> WORK INSTRUCTIONS
Whenever the string "every" appears in a line below, please copy the line out.
Top of RECORDED DATA
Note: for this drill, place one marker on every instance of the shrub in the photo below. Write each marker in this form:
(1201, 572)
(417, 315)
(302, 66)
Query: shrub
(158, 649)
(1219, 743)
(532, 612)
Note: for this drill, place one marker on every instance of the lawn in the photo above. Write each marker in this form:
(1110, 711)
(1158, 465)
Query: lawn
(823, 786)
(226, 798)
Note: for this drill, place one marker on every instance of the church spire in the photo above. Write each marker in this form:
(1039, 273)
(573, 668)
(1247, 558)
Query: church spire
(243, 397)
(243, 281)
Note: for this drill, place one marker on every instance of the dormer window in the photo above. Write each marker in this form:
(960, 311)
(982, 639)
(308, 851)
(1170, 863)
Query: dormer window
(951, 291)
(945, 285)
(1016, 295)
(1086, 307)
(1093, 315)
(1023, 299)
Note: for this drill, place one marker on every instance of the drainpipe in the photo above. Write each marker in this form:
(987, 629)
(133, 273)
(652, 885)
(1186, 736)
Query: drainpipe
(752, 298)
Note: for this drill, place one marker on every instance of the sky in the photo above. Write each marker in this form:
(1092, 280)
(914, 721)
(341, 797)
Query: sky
Bottom of RECORDED DATA
> ANSWER SECTION
Note: for this drill, place one marker on every instance of the shrub in the photo below. Write each marker in this form:
Note: for this drill, place one marker on every instance of the lawn in the photo above. Write each marker in this form:
Note: for this drill, place one marker on every instance of the church spire in the photo above. Write each marker in this form:
Note: for this drill, place one marker on every instance of the dormer window in the photo above. Write each marker in this form:
Note: for this drill, place one marker on every instance of the drainpipe in the photo above. Write each marker in this form:
Note: for this drill, place one marker on every instance of the sky in the photo above. Write each marker in this form:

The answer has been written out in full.